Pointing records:
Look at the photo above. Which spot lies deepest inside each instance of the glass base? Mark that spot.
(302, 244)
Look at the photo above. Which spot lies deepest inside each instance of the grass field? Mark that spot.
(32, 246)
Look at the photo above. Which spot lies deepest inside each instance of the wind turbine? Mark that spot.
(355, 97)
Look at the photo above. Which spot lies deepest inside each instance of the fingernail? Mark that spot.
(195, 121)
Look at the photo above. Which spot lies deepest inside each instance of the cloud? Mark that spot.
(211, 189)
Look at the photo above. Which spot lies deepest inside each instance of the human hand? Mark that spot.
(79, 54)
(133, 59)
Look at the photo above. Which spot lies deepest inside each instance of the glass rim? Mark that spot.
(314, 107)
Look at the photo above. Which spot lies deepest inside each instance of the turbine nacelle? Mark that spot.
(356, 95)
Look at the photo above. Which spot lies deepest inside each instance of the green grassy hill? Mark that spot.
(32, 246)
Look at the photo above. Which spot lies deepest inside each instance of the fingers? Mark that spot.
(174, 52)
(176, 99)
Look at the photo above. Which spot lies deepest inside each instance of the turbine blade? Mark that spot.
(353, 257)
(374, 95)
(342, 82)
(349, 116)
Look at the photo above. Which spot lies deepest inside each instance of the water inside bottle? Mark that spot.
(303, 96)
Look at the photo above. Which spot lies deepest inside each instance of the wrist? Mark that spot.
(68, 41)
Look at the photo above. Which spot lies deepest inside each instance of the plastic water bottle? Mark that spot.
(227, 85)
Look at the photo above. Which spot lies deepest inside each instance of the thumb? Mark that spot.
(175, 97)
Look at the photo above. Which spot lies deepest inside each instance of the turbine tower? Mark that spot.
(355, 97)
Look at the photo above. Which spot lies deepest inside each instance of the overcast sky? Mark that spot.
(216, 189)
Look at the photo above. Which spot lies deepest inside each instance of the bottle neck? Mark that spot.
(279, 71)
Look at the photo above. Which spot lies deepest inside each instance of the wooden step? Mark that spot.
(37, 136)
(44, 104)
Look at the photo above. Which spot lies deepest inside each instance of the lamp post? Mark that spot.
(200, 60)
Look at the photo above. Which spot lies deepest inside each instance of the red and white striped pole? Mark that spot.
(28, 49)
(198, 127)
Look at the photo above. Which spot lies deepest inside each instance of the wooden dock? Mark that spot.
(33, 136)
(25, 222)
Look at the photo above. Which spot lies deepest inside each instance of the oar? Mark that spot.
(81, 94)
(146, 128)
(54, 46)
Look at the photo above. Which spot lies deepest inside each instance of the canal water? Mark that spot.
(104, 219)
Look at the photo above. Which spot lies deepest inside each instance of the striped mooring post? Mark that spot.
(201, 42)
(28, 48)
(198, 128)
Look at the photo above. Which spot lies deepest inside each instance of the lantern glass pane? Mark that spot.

■ TASK BRIEF ■
Write out all the data again, exactly as it appears.

■ TASK SOLUTION ■
Look at the photo above. Which spot lies deepest inside each instance of the glass base? Mark that spot.
(302, 244)
Look at the photo above. Which spot lies deepest inside each instance of the grass field? Mark that spot.
(32, 246)
Look at the photo above. Which spot lies deepest inside each instance of the wind turbine? Mark that spot.
(355, 97)
Look at the photo above. Which spot lies deepest inside each instance of the fingernail? Mark that spot.
(195, 121)
Look at the photo above. Which spot lies deepest inside each instance of the cloud? Mark that spot.
(211, 189)
Look at the photo above. Which spot lies deepest inside each instance of the human hand? Mark that spot.
(79, 54)
(133, 59)
Look at the photo above. Which spot lies deepest inside each instance of the glass rim? Mark that spot.
(314, 107)
Look at the photo above. Which spot lies deepest inside each instance of the turbine nacelle? Mark that spot.
(356, 95)
Look at the photo above. Which spot lies deepest inside each instance of the green grassy hill? Mark that spot.
(32, 246)
Look at the photo above. Which spot lies deepest inside each instance of the fingers? Mark that spot.
(174, 52)
(176, 99)
Look at the photo above. Which spot lies deepest inside each instance of the turbine blade? Mark that spot.
(353, 257)
(374, 95)
(342, 82)
(349, 116)
Look at the photo above. Which spot lies deepest inside each instance of the water inside bottle? Mark that spot.
(303, 96)
Look at the photo above. Which spot lies deepest inside each instance of the wrist? Mark that spot.
(68, 41)
Look at the photo above. Which spot lies deepest inside each instance of the plastic water bottle? Mark that spot.
(227, 85)
Look at the photo above. Which spot lies deepest inside each instance of the thumb? Mark that spot.
(175, 97)
Look at the photo above. Which spot lies deepest inside each instance of the turbine tower? Mark that spot.
(355, 97)
Look at the photo above. Which spot lies deepest inside each instance of the overcast sky? Mark that spot.
(216, 189)
Look at the photo above. Which spot lies deepest inside each instance of the bottle neck? Mark that spot.
(279, 71)
Look at the photo above. Which spot lies deepest inside each instance of the wooden step? Mark that spot.
(37, 136)
(44, 104)
Look at the photo above. Which spot lies deepest inside each instance of the lamp post? Mark that spot.
(200, 60)
Look at the photo above. Which spot lies deepest inside each instance of the red and white striped pole? Mark that spot.
(28, 49)
(198, 127)
Look at the photo above. Which spot lies deepest inside each instance of the wooden dock? Mark that spot.
(33, 136)
(25, 222)
Look at the photo above. Which spot lies deepest inside each instance of the oar? Mark that spot.
(81, 94)
(146, 128)
(54, 46)
Look at the photo above. Which spot lies deepest inside each instance of the canal water? Mark that spot.
(104, 219)
Look at the photo above. Which spot lies deepest inside each instance of the striped mooring post? Mark that spot.
(201, 42)
(28, 48)
(198, 128)
Look at the photo above. Which spot lies deepest inside each instance of the lantern glass pane? Mark that spot.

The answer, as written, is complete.